(Labeled region rows)
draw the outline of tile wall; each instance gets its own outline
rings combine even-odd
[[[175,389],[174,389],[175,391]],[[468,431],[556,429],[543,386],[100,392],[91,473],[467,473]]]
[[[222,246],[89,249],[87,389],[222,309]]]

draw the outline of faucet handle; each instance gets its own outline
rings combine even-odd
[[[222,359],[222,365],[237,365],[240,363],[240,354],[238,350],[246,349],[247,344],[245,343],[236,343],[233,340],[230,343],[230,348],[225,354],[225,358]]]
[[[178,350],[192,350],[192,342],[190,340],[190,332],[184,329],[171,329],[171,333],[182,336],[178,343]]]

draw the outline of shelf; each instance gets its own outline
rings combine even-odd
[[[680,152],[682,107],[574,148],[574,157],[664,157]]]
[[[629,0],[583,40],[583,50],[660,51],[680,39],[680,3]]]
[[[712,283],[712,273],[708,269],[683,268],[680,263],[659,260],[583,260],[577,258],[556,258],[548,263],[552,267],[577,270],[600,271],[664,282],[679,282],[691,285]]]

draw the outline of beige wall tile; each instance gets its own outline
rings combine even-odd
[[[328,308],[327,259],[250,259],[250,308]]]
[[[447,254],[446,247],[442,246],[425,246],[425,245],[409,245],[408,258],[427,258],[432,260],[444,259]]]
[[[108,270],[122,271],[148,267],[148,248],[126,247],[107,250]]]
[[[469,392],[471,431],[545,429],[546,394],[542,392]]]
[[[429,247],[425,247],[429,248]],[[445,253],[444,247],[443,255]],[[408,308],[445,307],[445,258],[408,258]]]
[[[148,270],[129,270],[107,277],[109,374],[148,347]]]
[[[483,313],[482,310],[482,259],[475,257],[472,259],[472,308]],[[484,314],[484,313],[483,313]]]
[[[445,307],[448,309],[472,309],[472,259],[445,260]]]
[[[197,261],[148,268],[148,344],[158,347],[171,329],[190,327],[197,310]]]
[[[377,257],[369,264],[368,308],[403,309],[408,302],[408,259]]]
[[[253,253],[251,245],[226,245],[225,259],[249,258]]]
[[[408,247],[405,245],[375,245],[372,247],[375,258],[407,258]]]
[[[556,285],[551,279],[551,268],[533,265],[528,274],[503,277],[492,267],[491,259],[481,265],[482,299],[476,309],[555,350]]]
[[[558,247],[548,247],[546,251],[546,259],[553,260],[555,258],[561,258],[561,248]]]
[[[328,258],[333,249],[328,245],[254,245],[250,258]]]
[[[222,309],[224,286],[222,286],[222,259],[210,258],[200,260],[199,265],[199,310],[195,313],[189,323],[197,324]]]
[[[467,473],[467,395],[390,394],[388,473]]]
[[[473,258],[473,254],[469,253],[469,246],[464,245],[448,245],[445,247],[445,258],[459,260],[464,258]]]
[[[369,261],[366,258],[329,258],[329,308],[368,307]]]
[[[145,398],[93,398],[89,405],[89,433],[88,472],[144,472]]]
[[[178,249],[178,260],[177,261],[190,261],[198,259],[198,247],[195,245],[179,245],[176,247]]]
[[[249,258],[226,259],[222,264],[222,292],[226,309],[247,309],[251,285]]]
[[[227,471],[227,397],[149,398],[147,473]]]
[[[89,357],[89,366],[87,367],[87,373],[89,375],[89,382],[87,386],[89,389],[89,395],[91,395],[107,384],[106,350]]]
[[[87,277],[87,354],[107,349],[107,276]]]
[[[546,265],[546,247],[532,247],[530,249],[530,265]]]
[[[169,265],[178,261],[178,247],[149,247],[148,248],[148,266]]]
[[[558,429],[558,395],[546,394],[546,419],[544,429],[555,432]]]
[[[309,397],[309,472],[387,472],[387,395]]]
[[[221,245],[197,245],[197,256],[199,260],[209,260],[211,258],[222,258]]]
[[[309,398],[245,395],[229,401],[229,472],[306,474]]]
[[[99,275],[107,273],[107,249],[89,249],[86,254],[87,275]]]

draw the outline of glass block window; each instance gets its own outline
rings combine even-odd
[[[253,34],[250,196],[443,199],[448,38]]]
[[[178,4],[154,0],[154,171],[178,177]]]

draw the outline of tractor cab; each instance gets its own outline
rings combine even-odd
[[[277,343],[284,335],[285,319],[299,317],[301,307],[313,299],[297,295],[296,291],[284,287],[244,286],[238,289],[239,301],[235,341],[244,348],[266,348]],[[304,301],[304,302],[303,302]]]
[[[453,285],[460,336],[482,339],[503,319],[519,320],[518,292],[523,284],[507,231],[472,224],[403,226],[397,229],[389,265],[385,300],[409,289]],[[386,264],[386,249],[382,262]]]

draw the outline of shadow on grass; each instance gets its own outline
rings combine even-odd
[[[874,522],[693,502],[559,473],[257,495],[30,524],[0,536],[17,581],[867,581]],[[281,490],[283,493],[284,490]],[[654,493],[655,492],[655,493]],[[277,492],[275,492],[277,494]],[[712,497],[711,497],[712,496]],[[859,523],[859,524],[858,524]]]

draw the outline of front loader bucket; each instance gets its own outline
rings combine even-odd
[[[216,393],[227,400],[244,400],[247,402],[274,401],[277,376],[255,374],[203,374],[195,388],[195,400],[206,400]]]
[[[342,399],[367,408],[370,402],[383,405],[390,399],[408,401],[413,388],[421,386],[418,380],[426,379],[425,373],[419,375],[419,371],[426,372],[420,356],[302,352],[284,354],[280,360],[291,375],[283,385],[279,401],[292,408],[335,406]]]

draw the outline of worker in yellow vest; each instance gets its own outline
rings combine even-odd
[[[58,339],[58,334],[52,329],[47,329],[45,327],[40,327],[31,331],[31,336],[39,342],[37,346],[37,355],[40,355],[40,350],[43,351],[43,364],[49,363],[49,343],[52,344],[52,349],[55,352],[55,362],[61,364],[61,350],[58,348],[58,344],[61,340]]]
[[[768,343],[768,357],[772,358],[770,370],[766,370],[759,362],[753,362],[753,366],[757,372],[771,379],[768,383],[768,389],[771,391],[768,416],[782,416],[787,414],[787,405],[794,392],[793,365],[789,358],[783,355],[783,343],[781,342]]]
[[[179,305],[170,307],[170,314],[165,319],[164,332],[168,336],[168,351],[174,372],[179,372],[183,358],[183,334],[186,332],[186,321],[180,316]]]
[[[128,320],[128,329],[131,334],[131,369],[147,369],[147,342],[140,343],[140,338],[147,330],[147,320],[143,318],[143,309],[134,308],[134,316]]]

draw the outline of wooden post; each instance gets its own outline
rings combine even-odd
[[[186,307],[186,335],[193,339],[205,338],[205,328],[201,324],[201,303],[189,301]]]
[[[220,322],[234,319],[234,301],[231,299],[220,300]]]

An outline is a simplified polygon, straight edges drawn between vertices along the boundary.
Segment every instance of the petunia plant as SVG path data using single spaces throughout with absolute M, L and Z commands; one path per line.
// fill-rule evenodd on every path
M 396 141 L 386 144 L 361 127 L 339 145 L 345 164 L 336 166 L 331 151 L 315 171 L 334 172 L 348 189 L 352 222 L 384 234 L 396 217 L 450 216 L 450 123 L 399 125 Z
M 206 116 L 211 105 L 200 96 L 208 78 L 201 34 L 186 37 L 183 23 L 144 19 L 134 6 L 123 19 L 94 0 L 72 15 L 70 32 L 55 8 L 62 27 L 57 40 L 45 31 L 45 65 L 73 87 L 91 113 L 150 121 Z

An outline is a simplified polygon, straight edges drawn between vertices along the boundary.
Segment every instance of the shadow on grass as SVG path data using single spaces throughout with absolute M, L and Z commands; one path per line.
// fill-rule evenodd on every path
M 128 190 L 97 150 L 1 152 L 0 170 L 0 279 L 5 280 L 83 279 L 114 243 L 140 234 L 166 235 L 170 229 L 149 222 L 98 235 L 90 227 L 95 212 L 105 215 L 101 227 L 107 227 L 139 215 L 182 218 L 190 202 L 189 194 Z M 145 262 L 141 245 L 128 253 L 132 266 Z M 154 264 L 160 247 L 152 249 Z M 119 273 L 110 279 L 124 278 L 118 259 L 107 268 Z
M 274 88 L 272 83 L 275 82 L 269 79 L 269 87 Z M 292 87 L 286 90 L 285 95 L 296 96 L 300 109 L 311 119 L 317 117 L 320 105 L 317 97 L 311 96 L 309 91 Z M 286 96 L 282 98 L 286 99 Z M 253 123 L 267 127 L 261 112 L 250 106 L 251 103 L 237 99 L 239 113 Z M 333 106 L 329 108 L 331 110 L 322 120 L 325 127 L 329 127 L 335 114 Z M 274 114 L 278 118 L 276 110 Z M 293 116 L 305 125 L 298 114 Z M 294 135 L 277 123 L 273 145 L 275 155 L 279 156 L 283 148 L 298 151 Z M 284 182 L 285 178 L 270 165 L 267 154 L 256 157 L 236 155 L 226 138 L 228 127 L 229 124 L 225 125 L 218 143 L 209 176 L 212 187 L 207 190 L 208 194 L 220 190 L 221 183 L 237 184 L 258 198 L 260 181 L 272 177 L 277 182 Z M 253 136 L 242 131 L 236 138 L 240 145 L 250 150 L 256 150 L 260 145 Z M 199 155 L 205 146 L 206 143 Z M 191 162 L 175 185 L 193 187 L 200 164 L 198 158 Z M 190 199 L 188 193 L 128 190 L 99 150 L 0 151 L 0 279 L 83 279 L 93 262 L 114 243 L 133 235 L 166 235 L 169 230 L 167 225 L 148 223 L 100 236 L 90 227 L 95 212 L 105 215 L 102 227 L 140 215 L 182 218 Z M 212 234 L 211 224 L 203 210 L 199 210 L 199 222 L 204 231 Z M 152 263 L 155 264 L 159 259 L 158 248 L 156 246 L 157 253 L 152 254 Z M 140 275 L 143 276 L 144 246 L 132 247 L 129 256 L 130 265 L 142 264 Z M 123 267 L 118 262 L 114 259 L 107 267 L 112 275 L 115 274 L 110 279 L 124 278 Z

*SET TASK*:
Rewrite the stretch from the line containing "draw the outline of glass" through the line containing "[[[178,4],[154,0],[154,171],[178,177]]]", replacing "glass block" with "glass brick" and leaving everything else untouched.

*WRITTEN ANSWER*:
draw the outline of glass brick window; each instance gets its own outline
rings combine even-odd
[[[253,34],[250,196],[443,199],[448,38]]]
[[[178,4],[154,0],[154,171],[178,177]]]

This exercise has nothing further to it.